Problem to solve: The material below should be written out in full and exactly; pictures stay out of the copy.

Provided material:

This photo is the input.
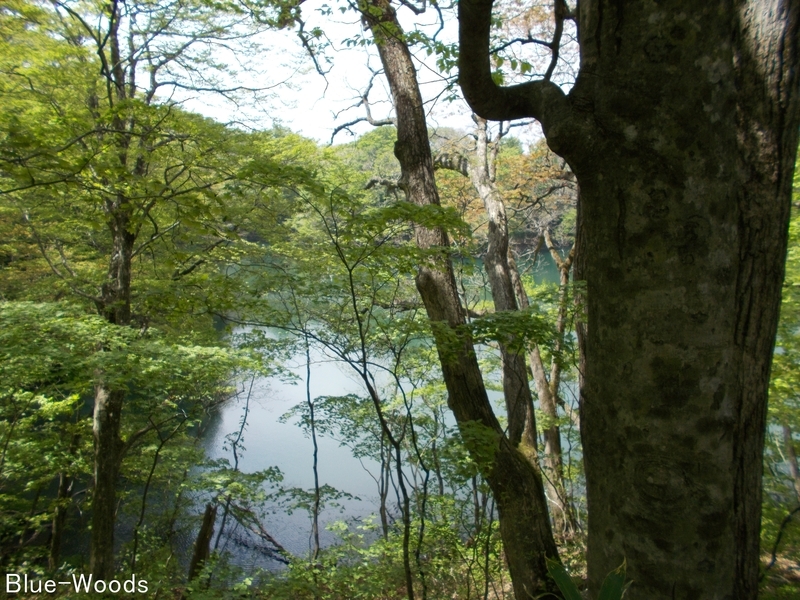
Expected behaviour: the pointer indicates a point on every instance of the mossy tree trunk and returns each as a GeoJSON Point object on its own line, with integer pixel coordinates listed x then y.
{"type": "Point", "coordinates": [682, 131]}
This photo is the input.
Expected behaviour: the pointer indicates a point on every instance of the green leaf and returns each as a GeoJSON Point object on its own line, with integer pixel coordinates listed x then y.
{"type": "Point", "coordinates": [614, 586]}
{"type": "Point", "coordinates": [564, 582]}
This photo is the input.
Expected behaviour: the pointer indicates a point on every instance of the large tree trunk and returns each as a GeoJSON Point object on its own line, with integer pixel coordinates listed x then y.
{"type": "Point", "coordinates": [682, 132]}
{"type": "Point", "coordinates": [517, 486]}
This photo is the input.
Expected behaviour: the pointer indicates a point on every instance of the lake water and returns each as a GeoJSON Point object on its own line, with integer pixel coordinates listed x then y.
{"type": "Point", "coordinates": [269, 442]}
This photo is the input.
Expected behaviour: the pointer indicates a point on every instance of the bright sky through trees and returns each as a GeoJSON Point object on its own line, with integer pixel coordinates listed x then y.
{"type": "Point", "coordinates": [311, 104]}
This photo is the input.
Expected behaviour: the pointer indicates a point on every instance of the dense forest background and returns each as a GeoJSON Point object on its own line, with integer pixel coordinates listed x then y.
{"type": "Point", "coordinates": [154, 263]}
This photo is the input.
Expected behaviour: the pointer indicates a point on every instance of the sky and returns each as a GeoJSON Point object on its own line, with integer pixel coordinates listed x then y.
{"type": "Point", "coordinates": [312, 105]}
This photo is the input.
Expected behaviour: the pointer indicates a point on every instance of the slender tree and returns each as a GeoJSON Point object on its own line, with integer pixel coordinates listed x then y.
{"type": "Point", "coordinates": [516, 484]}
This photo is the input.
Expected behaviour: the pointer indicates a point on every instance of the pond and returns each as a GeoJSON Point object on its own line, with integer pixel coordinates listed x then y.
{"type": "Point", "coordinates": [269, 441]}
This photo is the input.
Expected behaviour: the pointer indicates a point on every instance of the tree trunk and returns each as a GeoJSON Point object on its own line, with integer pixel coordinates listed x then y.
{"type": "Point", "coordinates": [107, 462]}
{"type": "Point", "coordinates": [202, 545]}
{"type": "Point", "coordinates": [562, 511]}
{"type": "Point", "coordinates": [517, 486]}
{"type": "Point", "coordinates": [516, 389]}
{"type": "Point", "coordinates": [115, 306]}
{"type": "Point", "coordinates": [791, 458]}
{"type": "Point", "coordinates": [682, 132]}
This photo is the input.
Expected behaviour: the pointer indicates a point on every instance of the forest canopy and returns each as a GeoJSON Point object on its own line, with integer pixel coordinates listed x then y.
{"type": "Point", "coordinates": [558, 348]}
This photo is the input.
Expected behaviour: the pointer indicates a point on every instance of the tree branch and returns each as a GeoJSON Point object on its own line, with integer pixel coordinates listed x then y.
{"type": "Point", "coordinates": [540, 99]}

Answer to the exercise:
This photo is the input.
Expected behaviour: the pointer indicates a point on every instance of the mossy tree trunk and returns each as a GeoJSON Point object on its own line, with integer pixel coordinates listed x then y.
{"type": "Point", "coordinates": [682, 131]}
This photo is the input.
Expected behaviour: the pointer indicates a point on every instance of the green leaf and returns each as a GeoJSON Point object on its own line, with integer pixel coordinates listed x then y.
{"type": "Point", "coordinates": [614, 586]}
{"type": "Point", "coordinates": [564, 582]}
This photo is the input.
Expected behaviour: the pointer indicates a point on every instance of the large tree trunk and returns each as a GeoJSON Point object on its own line, with integer pixel coordinates listed x then y.
{"type": "Point", "coordinates": [682, 132]}
{"type": "Point", "coordinates": [517, 486]}
This photo is the input.
Expected behaviour: the pointer indicates a point on every instance of the lake water and returns each as a GeoJSON Point object on its own line, with integer pixel coordinates listed x then y.
{"type": "Point", "coordinates": [269, 442]}
This photo is the input.
Expected behaviour: the pointer indicates a point on every instance of the bright sky through trees and returns each as a GeoJSON Point object on its own line, with integer pixel coordinates listed x then y.
{"type": "Point", "coordinates": [311, 104]}
This photo is the input.
Expected behaviour: the pointer indicates a point on every instance of the dense forest background and returns each as a GeoJSON Point object on its own line, with integer pixel coordinates listed x then y.
{"type": "Point", "coordinates": [154, 263]}
This photo is the input.
Expected behaviour: the pointer indicates a point on every instance of the sky and returns each as a GeoJSON Point object on its own line, with integer pixel coordinates listed x then y.
{"type": "Point", "coordinates": [312, 105]}
This photo is the input.
Expected behaviour: the pointer indicates a point on every instance of the slender tree and returns each as a GeoJSON Point object on its own line, with integer pixel coordinates listed x then y.
{"type": "Point", "coordinates": [516, 484]}
This photo is the input.
Expected behaviour: the pointer indicates a point on every instance of the pond and returns each as a GeoJSON Point object on its own line, with integer pixel coordinates listed x then y.
{"type": "Point", "coordinates": [269, 441]}
This photo is the input.
Expected behaviour: the pointer indicates a point on every instance of the tree trunk and returns each as a GeoJSON Point object on its own line, with integer pixel coordinates listed x then y.
{"type": "Point", "coordinates": [107, 462]}
{"type": "Point", "coordinates": [202, 545]}
{"type": "Point", "coordinates": [562, 511]}
{"type": "Point", "coordinates": [517, 486]}
{"type": "Point", "coordinates": [516, 389]}
{"type": "Point", "coordinates": [115, 306]}
{"type": "Point", "coordinates": [791, 458]}
{"type": "Point", "coordinates": [682, 132]}
This photo is the input.
Expected behaviour: the pointer indicates a point on every instance of the forest canopy and returns each as a GeoJSON Point object on its own line, with integer pixel coordinates listed x then y.
{"type": "Point", "coordinates": [558, 348]}
This photo is the input.
Expected behaviour: the pointer indicates a point on every instance of the tree branch and returns each as a GeoJSON Point object on its own line, with integer pixel coordinates listed x then y.
{"type": "Point", "coordinates": [540, 99]}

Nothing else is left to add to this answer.